Written task 1: In the entries, from the line with "football pitch grass" to the line with "(1126, 385)", swap every "goalkeeper" for "goalie" and return only those lines, otherwise unchanged.

Quoted passage:
** start **

Annual report pursuant to Section 13 and 15(d)

SUPPLEMENTAL INFORMATION RELATING TO OIL AND GAS PRODUCING ACTIVITIES (UNAUDITED)

v3.8.0.1
SUPPLEMENTAL INFORMATION RELATING TO OIL AND GAS PRODUCING ACTIVITIES (UNAUDITED)
12 Months Ended
Dec. 31, 2017
Oil and Gas Exploration and Production Industries Disclosures [Abstract]  
SUPPLEMENTAL INFORMATION RELATING TO OIL AND GAS PRODUCING ACTIVITIES (UNAUDITED)

NOTE 12. SUPPLEMENTAL INFORMATION RELATING TO OIL AND GAS PRODUCING ACTIVITIES (UNAUDITED)

 

Costs Incurred in Oil and Gas Property Acquisition, Exploration and Development. Amounts reported as costs incurred include both capitalized costs and costs charged to expense during the year for oil and gas property acquisition, exploration and development activities. Costs incurred also include new asset retirement obligations established in the current year, as well as increases or decreases to the asset retirement obligations resulting from changes to cost estimates during the year. Exploration costs presented below include the costs of drilling and equipping successful exploration wells, as well as dry hole costs, leasehold impairments, geological and geophysical expenses, and the costs of retaining undeveloped leaseholds. Development costs include the costs of drilling and equipping development wells, and construction of related production facilities.

** end **

Written task 2: Output the oil and gas supplemental information note again, word for word.

Dataset excerpts:
** start **

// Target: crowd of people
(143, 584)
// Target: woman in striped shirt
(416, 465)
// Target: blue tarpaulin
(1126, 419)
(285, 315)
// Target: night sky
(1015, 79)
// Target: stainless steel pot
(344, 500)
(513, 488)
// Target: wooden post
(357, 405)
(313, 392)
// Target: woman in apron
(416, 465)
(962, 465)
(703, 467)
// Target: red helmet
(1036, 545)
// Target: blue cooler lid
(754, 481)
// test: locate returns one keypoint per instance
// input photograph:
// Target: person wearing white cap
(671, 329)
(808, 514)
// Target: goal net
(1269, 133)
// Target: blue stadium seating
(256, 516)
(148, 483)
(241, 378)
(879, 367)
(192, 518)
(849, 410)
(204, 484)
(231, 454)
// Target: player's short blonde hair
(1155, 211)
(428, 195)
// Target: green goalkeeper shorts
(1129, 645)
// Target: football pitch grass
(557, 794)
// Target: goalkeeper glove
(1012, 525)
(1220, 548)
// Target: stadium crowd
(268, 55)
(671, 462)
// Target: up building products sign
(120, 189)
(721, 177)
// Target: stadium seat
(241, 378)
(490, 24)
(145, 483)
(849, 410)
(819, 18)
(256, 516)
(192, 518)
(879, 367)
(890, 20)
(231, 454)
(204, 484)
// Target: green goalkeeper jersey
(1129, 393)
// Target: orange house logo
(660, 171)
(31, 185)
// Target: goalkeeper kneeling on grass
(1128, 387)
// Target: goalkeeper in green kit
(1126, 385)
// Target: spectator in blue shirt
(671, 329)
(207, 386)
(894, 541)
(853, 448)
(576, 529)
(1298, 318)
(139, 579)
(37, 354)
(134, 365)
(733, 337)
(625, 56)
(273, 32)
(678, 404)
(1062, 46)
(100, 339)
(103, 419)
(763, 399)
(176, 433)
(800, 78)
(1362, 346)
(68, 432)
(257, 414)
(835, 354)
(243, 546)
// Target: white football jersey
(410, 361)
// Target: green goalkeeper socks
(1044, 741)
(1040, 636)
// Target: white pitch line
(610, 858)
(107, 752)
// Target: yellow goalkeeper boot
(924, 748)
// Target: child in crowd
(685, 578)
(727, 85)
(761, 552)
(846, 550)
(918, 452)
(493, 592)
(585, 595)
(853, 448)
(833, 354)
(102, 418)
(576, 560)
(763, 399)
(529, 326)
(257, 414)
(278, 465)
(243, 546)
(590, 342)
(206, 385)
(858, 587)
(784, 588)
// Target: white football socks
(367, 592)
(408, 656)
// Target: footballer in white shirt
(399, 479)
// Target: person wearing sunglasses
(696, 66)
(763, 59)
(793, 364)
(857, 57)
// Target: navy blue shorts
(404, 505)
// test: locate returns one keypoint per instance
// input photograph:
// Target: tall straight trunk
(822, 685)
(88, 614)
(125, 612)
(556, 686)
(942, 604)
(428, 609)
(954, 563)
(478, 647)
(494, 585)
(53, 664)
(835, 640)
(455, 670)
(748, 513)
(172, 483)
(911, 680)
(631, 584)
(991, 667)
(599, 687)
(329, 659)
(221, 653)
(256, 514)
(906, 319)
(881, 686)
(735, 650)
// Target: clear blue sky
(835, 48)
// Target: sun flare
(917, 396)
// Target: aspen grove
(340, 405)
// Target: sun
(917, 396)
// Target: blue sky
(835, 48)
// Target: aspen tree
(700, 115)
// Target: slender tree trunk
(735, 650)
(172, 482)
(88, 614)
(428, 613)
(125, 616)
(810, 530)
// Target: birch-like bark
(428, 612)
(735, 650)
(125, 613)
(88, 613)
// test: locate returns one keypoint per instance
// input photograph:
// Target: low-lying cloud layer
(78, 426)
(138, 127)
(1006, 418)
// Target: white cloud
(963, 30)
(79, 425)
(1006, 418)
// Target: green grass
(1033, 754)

** end **

Answer 1:
// Target: football pitch grass
(557, 794)
// Target: goalie glove
(1012, 525)
(1220, 548)
// Target: stadium crowd
(268, 55)
(671, 462)
// Target: up building products sign
(120, 189)
(721, 177)
// Target: stadium seat
(241, 378)
(490, 24)
(145, 483)
(849, 410)
(819, 18)
(256, 516)
(192, 518)
(879, 367)
(890, 20)
(231, 454)
(204, 484)
// Target: green goalie jersey
(1129, 393)
// Target: orange house logo
(660, 171)
(31, 185)
// Target: goalie kneeling on grass
(1128, 387)
// Target: goalie in green kit
(1126, 385)

Answer 2:
Annual report pursuant to Section 13 and 15(d)

SUPPLEMENTAL INFORMATION RELATING TO OIL AND GAS PRODUCING ACTIVITIES (UNAUDITED)

v3.8.0.1
SUPPLEMENTAL INFORMATION RELATING TO OIL AND GAS PRODUCING ACTIVITIES (UNAUDITED)
12 Months Ended
Dec. 31, 2017
Oil and Gas Exploration and Production Industries Disclosures [Abstract]  
SUPPLEMENTAL INFORMATION RELATING TO OIL AND GAS PRODUCING ACTIVITIES (UNAUDITED)

NOTE 12. SUPPLEMENTAL INFORMATION RELATING TO OIL AND GAS PRODUCING ACTIVITIES (UNAUDITED)

 

Costs Incurred in Oil and Gas Property Acquisition, Exploration and Development. Amounts reported as costs incurred include both capitalized costs and costs charged to expense during the year for oil and gas property acquisition, exploration and development activities. Costs incurred also include new asset retirement obligations established in the current year, as well as increases or decreases to the asset retirement obligations resulting from changes to cost estimates during the year. Exploration costs presented below include the costs of drilling and equipping successful exploration wells, as well as dry hole costs, leasehold impairments, geological and geophysical expenses, and the costs of retaining undeveloped leaseholds. Development costs include the costs of drilling and equipping development wells, and construction of related production facilities.